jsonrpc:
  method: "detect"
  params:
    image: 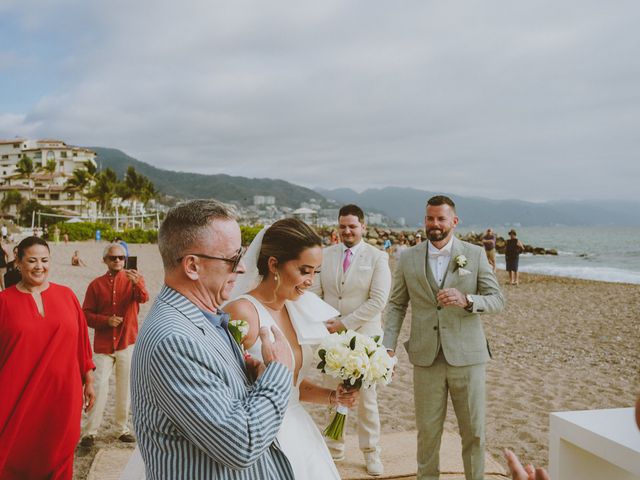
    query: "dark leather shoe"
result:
[118,433,136,443]
[80,435,96,447]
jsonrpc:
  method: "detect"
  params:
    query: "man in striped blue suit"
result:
[131,200,294,480]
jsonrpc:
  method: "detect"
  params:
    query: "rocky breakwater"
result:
[318,227,558,255]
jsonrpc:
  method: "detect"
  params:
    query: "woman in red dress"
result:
[0,237,95,480]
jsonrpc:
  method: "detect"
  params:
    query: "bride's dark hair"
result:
[258,218,322,277]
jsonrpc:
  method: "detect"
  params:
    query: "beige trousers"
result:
[325,381,380,453]
[413,350,485,480]
[82,345,133,437]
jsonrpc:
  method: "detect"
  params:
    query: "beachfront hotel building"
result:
[0,138,96,218]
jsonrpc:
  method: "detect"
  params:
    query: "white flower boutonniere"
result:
[229,320,249,351]
[453,255,467,270]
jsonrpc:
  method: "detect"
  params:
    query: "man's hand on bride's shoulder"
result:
[260,325,293,371]
[244,353,267,383]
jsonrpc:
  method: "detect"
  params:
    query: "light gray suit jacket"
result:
[311,242,391,336]
[383,237,504,366]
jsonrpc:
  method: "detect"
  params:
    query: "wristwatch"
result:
[464,294,473,312]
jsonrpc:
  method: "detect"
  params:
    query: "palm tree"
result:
[87,168,118,212]
[64,168,93,211]
[118,167,158,216]
[0,190,26,217]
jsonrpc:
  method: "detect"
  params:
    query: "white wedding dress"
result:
[238,295,340,480]
[120,293,340,480]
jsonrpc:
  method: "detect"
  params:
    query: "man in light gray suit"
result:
[383,195,504,480]
[312,205,391,476]
[131,200,293,480]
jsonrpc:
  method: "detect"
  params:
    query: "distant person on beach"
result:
[71,250,87,267]
[80,243,149,447]
[0,239,9,290]
[4,246,21,288]
[329,228,340,245]
[0,237,95,480]
[393,235,409,265]
[382,233,393,254]
[482,228,496,273]
[504,229,524,285]
[312,205,391,475]
[383,195,504,480]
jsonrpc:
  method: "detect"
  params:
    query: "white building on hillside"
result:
[0,138,96,217]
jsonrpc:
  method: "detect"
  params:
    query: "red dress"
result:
[0,283,94,480]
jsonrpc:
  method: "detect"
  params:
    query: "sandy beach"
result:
[33,242,640,479]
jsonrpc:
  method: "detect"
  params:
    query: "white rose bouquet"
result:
[229,320,249,352]
[316,330,397,440]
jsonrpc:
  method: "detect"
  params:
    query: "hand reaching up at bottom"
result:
[504,450,550,480]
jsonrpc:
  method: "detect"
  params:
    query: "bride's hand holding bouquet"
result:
[316,330,397,440]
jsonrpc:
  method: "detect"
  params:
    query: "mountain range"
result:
[87,147,327,208]
[87,147,640,227]
[316,187,640,227]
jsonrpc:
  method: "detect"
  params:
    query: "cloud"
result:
[0,0,640,200]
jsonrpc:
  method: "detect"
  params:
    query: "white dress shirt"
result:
[340,240,362,273]
[427,237,453,285]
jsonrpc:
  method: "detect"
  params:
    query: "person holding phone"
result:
[80,243,149,447]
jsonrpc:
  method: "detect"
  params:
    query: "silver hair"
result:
[158,199,236,271]
[102,242,127,260]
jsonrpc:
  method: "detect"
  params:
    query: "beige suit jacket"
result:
[312,243,391,336]
[383,237,504,366]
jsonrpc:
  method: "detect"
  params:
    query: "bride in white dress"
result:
[224,219,357,480]
[121,218,358,480]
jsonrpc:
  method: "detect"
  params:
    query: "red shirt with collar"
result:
[82,271,149,353]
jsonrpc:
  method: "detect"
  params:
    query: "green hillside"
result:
[87,147,326,208]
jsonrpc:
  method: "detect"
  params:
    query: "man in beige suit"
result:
[312,205,391,475]
[383,195,504,480]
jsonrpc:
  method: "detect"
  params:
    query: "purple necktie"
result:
[342,248,352,272]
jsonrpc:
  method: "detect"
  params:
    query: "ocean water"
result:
[459,226,640,284]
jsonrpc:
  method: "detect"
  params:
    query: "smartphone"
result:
[125,257,138,270]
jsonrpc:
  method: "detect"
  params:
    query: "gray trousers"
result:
[413,350,485,480]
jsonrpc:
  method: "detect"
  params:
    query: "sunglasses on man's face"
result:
[177,247,246,273]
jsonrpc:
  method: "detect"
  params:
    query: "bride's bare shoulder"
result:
[224,298,260,348]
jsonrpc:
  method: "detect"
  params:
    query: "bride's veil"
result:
[229,225,269,300]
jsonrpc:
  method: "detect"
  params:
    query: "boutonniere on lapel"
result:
[453,255,471,277]
[229,320,249,353]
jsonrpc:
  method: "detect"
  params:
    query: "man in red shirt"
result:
[80,243,149,447]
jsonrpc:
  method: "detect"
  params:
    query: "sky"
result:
[0,0,640,201]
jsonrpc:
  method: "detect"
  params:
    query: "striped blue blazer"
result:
[131,285,294,480]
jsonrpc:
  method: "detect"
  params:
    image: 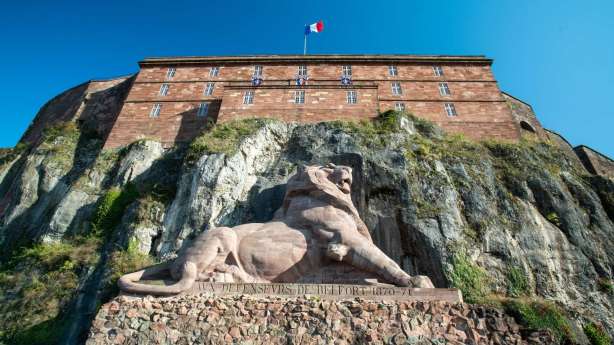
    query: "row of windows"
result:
[159,81,451,96]
[149,98,458,117]
[166,65,450,79]
[149,102,209,117]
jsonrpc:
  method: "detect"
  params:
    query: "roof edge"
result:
[139,54,493,66]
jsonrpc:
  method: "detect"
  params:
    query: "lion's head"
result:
[316,163,352,194]
[286,163,353,208]
[279,163,371,241]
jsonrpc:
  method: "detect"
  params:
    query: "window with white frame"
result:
[439,83,450,96]
[159,83,169,96]
[205,83,215,96]
[196,102,209,117]
[392,81,403,96]
[254,65,262,77]
[149,103,162,117]
[341,65,352,77]
[433,66,443,77]
[345,90,358,104]
[443,103,458,116]
[243,91,254,104]
[166,67,177,79]
[294,90,305,104]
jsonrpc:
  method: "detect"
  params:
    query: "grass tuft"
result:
[584,322,612,345]
[185,119,272,164]
[503,299,576,344]
[0,238,100,344]
[449,252,490,303]
[92,183,139,237]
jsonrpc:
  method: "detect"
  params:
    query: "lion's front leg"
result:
[327,241,434,288]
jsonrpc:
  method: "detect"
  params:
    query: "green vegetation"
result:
[0,143,30,169]
[108,239,156,292]
[503,299,576,344]
[584,322,612,345]
[507,267,529,297]
[0,238,100,344]
[186,119,272,164]
[92,184,139,237]
[597,278,614,295]
[449,251,490,303]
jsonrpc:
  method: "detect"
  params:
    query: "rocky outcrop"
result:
[86,295,555,345]
[0,114,614,342]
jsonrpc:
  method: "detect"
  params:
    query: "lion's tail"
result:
[117,262,198,296]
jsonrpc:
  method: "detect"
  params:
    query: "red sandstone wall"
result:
[106,62,520,147]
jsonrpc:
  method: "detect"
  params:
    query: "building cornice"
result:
[139,54,493,67]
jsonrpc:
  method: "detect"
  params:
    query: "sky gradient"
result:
[0,0,614,158]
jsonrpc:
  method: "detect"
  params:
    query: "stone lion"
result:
[119,164,433,295]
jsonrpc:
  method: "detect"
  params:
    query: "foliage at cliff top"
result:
[185,119,274,164]
[584,322,612,345]
[0,238,100,345]
[504,299,577,344]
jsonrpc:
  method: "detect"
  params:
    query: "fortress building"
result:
[106,55,543,147]
[21,55,614,176]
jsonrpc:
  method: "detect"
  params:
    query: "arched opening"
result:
[520,121,537,140]
[520,121,537,134]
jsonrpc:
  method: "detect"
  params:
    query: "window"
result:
[243,91,254,104]
[298,65,307,77]
[166,67,176,79]
[341,65,352,77]
[439,83,450,96]
[294,90,305,104]
[346,90,357,104]
[392,81,403,96]
[196,102,209,117]
[254,65,262,77]
[149,103,162,117]
[205,83,215,96]
[443,103,458,116]
[159,84,168,96]
[433,66,443,77]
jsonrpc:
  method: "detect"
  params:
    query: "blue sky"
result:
[0,0,614,157]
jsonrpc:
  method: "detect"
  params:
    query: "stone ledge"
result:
[86,293,554,345]
[166,282,463,303]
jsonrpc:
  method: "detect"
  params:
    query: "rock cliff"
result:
[0,113,614,344]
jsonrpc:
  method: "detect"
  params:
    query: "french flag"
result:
[305,20,324,35]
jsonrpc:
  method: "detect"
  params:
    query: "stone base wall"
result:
[86,294,554,345]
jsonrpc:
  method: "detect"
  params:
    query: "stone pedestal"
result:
[87,284,550,345]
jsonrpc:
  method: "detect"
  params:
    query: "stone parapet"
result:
[86,293,554,345]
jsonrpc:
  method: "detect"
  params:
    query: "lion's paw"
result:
[411,276,435,289]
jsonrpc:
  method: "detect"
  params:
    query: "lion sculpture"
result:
[119,164,433,295]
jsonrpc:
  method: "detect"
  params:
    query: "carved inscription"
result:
[187,282,461,302]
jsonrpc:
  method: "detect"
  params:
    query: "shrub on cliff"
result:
[449,251,490,303]
[92,184,139,236]
[584,322,612,345]
[503,299,576,344]
[185,119,272,164]
[0,238,100,345]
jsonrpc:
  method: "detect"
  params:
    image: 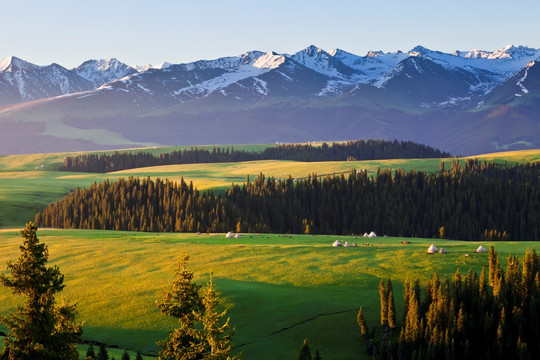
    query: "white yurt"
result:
[476,245,487,252]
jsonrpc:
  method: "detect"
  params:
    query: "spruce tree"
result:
[156,253,205,360]
[98,344,109,360]
[86,344,97,360]
[356,306,368,336]
[298,339,311,360]
[0,222,82,359]
[201,279,234,360]
[379,279,388,326]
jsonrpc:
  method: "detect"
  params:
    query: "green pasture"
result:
[0,229,538,359]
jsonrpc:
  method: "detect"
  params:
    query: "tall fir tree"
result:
[298,339,311,360]
[0,222,82,360]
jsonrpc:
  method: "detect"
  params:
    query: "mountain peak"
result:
[366,50,384,57]
[253,51,285,69]
[488,44,538,60]
[0,56,39,73]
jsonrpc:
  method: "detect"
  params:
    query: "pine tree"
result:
[97,344,109,360]
[86,344,97,360]
[356,306,368,336]
[0,222,82,359]
[387,289,397,329]
[201,279,236,360]
[379,279,388,326]
[156,253,205,360]
[298,339,311,360]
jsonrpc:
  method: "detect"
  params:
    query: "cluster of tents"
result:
[427,244,487,254]
[225,231,241,239]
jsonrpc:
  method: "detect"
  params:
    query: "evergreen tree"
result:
[156,253,236,360]
[0,222,82,360]
[356,306,368,336]
[201,279,234,360]
[298,339,311,360]
[379,279,388,326]
[98,344,109,360]
[156,253,205,360]
[86,344,97,360]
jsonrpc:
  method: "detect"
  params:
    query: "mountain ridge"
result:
[0,45,540,154]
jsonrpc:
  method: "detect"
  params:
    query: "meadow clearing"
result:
[0,146,540,359]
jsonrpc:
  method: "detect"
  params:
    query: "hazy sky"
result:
[0,0,540,68]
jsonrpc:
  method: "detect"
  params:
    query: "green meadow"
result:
[0,229,538,359]
[0,146,540,359]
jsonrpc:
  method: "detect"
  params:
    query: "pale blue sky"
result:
[0,0,540,68]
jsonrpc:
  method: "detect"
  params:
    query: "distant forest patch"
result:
[36,160,540,240]
[59,140,451,173]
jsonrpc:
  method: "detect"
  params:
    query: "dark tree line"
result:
[370,246,540,360]
[60,140,451,173]
[36,160,540,240]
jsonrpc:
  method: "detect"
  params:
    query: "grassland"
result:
[0,148,540,359]
[0,229,538,359]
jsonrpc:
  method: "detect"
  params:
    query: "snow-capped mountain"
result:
[0,45,540,154]
[75,59,139,88]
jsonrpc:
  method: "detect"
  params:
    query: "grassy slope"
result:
[0,229,538,359]
[0,148,540,359]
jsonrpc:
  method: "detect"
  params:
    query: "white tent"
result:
[476,245,487,252]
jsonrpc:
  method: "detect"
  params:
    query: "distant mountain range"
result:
[0,45,540,155]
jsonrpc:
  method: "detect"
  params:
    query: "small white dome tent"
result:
[476,245,487,252]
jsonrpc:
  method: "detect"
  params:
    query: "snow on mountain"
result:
[0,56,39,73]
[74,58,138,87]
[289,45,361,80]
[330,49,409,83]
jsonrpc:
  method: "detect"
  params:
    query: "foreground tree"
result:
[298,339,311,360]
[156,254,236,360]
[0,222,82,360]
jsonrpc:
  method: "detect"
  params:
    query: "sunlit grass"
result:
[0,229,538,359]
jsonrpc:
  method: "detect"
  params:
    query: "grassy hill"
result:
[0,229,538,359]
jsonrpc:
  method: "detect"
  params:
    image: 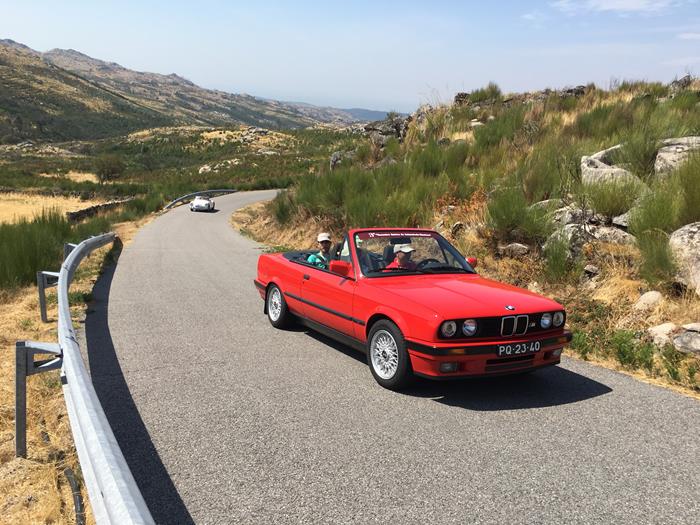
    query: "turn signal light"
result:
[440,363,459,374]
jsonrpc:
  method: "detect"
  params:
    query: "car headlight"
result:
[552,312,564,326]
[462,319,476,336]
[440,321,457,337]
[540,314,552,329]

+-------+

§ **What is asked**
Return every line of the records above that contains the string "suit", matching case exactly.

§ **Task output**
    query: "man in striped blue suit"
    query: "light gray suit jacket"
    query: "man in light gray suit"
    query: "beige suit jacket"
    query: "man in beige suit"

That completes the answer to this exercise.